*INFORMATION SHOWN*:
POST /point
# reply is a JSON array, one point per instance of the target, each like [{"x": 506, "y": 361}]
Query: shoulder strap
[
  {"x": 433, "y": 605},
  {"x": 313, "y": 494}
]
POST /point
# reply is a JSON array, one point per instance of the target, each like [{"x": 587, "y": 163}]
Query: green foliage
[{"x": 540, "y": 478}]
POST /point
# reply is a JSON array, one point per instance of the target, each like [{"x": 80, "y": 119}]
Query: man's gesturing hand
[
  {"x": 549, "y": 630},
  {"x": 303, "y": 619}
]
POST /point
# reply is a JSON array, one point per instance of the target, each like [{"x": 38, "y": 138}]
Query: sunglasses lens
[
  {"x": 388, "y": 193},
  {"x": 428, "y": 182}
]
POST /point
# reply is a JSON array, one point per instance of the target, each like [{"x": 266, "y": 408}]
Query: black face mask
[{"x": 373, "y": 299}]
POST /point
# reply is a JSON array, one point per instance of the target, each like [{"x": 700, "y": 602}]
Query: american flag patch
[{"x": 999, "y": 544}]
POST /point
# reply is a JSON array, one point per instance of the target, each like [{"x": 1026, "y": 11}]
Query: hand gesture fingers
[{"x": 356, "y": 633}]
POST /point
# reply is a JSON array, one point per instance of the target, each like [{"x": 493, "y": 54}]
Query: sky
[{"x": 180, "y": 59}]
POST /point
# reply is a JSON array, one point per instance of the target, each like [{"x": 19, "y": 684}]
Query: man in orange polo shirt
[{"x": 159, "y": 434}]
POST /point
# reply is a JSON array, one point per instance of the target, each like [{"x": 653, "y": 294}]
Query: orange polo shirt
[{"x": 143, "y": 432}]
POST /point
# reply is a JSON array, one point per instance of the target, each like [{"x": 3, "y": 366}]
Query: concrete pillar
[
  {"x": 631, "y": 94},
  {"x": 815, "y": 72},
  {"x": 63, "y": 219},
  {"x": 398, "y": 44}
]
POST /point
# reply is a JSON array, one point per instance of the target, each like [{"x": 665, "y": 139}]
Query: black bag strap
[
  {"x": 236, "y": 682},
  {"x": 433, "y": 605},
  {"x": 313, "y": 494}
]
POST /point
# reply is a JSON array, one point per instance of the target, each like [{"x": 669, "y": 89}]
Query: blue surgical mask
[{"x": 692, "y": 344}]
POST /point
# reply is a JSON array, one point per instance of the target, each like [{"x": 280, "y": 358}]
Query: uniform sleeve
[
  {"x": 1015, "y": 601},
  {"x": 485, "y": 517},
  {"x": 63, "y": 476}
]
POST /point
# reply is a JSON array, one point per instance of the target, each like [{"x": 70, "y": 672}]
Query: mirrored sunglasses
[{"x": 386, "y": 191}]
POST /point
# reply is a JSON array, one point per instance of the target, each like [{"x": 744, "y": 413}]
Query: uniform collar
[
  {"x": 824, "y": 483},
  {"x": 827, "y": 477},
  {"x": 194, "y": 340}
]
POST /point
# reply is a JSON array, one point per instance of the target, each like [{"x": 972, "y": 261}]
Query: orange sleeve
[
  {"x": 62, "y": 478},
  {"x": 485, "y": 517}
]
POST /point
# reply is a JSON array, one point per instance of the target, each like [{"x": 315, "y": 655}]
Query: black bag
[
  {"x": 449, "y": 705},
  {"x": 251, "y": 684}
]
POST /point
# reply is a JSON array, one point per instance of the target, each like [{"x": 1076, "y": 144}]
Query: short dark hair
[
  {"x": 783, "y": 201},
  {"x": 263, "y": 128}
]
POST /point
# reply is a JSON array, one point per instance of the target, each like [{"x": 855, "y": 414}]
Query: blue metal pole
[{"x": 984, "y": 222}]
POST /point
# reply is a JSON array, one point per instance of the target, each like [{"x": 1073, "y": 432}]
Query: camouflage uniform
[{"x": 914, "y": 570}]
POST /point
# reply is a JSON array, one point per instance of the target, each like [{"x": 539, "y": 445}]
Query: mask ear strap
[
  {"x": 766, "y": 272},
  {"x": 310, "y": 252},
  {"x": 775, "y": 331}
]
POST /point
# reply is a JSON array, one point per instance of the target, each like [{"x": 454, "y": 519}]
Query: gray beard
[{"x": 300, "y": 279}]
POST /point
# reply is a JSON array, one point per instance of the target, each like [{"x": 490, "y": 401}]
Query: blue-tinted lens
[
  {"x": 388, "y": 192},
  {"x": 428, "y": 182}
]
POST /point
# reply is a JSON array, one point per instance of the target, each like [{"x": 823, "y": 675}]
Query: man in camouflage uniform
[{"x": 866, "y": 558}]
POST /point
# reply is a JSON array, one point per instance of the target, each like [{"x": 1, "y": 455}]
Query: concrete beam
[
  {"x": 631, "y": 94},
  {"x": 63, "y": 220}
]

*STATED TASK*: Restate each entry exactly, skipping none.

*ANSWER TO THE TASK*:
POST /point
# reply is a JSON array, one point per instance of the target, each like [{"x": 506, "y": 361}]
Query: shoulder strap
[
  {"x": 433, "y": 605},
  {"x": 313, "y": 494}
]
POST /point
# reply is a JSON array, one point per instance of the target, each like [{"x": 587, "y": 163}]
Query: green foliage
[{"x": 540, "y": 478}]
POST /point
# reply is a JSON array, one point per instance of the target, each like [{"x": 80, "y": 119}]
Query: man's gesturing hand
[
  {"x": 549, "y": 630},
  {"x": 303, "y": 619}
]
POST /point
# reply is a JSON array, one point per instance of the target, each like [{"x": 38, "y": 138}]
Query: sunglasses lens
[
  {"x": 388, "y": 193},
  {"x": 428, "y": 182}
]
POST /point
# reply is a JSON array, one point per instance of the target, each like [{"x": 266, "y": 408}]
Query: black face mask
[{"x": 373, "y": 299}]
POST /point
# reply is a JSON array, one point per instance of the target, each like [{"x": 700, "y": 602}]
Query: american flag patch
[{"x": 999, "y": 544}]
POST /point
# reply is a JSON array, one point per instance of the target, each like [{"x": 1026, "y": 11}]
Query: hand gesture fingers
[{"x": 356, "y": 633}]
POST /point
# reply is a JSON array, one point per instance of the target, each like [{"x": 493, "y": 54}]
Query: sky
[{"x": 180, "y": 59}]
POST /point
# reply is a JSON array, one point per instance of the target, each like [{"x": 19, "y": 684}]
Query: man in orange polo shirt
[{"x": 159, "y": 434}]
POST /point
# reply is a JSON array, one point per instance of the target, each like [{"x": 653, "y": 294}]
Query: orange polo shirt
[{"x": 143, "y": 432}]
POST /point
# reply is a JSON array, one point per instance of the target, each like [{"x": 3, "y": 366}]
Query: concrete pillar
[
  {"x": 631, "y": 94},
  {"x": 815, "y": 72},
  {"x": 63, "y": 219},
  {"x": 398, "y": 44}
]
POST /point
# reply is a JSON array, one point per instance of the target, each like [{"x": 665, "y": 139}]
Query: black bag strap
[
  {"x": 236, "y": 682},
  {"x": 433, "y": 605},
  {"x": 313, "y": 494}
]
POST /point
# reply is a JSON array, one point per instance of the target, each like [{"x": 669, "y": 89}]
Query: blue surgical mask
[{"x": 692, "y": 344}]
POST /point
# reply is a JSON array, one point per instance of the target, each like [{"x": 280, "y": 358}]
Query: uniform sleeve
[
  {"x": 1015, "y": 601},
  {"x": 485, "y": 517},
  {"x": 63, "y": 476}
]
POST /point
# reply is a JSON array, one point per instance of the target, each like [{"x": 70, "y": 672}]
Query: mirrored sunglasses
[{"x": 386, "y": 191}]
POST /point
# reply is a JSON array, one point per instance of the target, each like [{"x": 744, "y": 413}]
Query: uniform collar
[
  {"x": 824, "y": 483},
  {"x": 827, "y": 477},
  {"x": 194, "y": 340}
]
POST /point
# reply is a JSON array, one point per instance of the target, each like [{"x": 972, "y": 261}]
Query: orange sleeve
[
  {"x": 62, "y": 478},
  {"x": 485, "y": 517}
]
POST /point
# reply is a JSON array, one point per instance of the target, each like [{"x": 315, "y": 655}]
Query: black bag
[
  {"x": 449, "y": 705},
  {"x": 251, "y": 684}
]
POST /point
# reply is a JSON array, one point per instance of the target, each like [{"x": 1076, "y": 144}]
Query: short dark hair
[
  {"x": 783, "y": 201},
  {"x": 263, "y": 128}
]
POST /point
# reply is a JSON array, one point per instance of the target, each like [{"x": 855, "y": 414}]
Query: blue metal pole
[{"x": 984, "y": 222}]
POST /point
# reply is a JSON array, one point per instance of the target, each like [{"x": 1073, "y": 432}]
Query: camouflage uniform
[{"x": 914, "y": 570}]
POST /point
# reply is a JSON array, one point per instance of the target, each like [{"x": 539, "y": 445}]
Query: mask ear strap
[
  {"x": 766, "y": 272},
  {"x": 310, "y": 252},
  {"x": 775, "y": 331}
]
POST /point
# reply is a JSON array, one point per instance of the target, each like [{"x": 454, "y": 519}]
Query: gray beard
[{"x": 300, "y": 279}]
POST /point
# reply is a JSON array, one point per instance of the target, each like [{"x": 490, "y": 401}]
Query: blue-tinted lens
[
  {"x": 388, "y": 192},
  {"x": 428, "y": 182}
]
POST /point
# reply is a JSON array, one point per instance of the target, each like [{"x": 823, "y": 675}]
Query: man in camouflage uniform
[{"x": 866, "y": 558}]
POST /point
# reply is a JSON array, one point per instance of the target, each like [{"x": 1, "y": 455}]
Query: concrete beam
[
  {"x": 631, "y": 94},
  {"x": 63, "y": 220}
]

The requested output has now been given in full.